▶ GIVEN PROBLEM
Print the material exactly as it appears, starting with the line that contains "Can you see the puppy's" and continuing through the end of the material.

---

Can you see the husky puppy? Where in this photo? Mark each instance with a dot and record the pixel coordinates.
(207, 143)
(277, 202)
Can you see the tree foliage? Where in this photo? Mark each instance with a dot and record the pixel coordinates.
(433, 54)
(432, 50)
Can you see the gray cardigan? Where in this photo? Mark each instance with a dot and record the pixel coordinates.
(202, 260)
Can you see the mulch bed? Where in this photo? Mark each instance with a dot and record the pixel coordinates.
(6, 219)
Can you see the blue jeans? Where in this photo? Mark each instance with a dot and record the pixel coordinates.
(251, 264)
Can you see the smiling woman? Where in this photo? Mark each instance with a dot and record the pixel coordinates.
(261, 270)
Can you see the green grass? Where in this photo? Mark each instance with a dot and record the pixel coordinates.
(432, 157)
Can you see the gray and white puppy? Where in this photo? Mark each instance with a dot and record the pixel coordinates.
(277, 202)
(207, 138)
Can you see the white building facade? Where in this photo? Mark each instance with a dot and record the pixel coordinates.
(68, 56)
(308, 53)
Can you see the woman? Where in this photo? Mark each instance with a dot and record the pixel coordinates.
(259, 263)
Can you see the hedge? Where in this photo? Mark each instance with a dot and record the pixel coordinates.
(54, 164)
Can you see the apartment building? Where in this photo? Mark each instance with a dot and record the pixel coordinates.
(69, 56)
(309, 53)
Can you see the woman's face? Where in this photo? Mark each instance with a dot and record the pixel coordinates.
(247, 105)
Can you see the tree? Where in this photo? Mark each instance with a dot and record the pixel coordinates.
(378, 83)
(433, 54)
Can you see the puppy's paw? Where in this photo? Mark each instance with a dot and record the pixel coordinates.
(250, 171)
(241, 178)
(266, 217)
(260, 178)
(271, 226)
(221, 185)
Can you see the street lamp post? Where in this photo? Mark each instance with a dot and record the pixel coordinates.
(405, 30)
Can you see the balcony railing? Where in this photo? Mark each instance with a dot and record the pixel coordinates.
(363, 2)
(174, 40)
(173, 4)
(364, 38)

---

▶ PROBLEM SOLUTION
Can you see the puppy's paw? Where in this photo? Mark each instance with a dot and record the pixel coordinates.
(250, 171)
(241, 178)
(266, 217)
(260, 178)
(271, 226)
(221, 185)
Can you see the street lamp post? Where in this photo? Mark each instance with a dot and record the pixel coordinates.
(405, 30)
Can you see the balcony railing? Where in this photo? Mark each instance with a dot and record the pixel coordinates.
(363, 2)
(174, 40)
(173, 4)
(364, 38)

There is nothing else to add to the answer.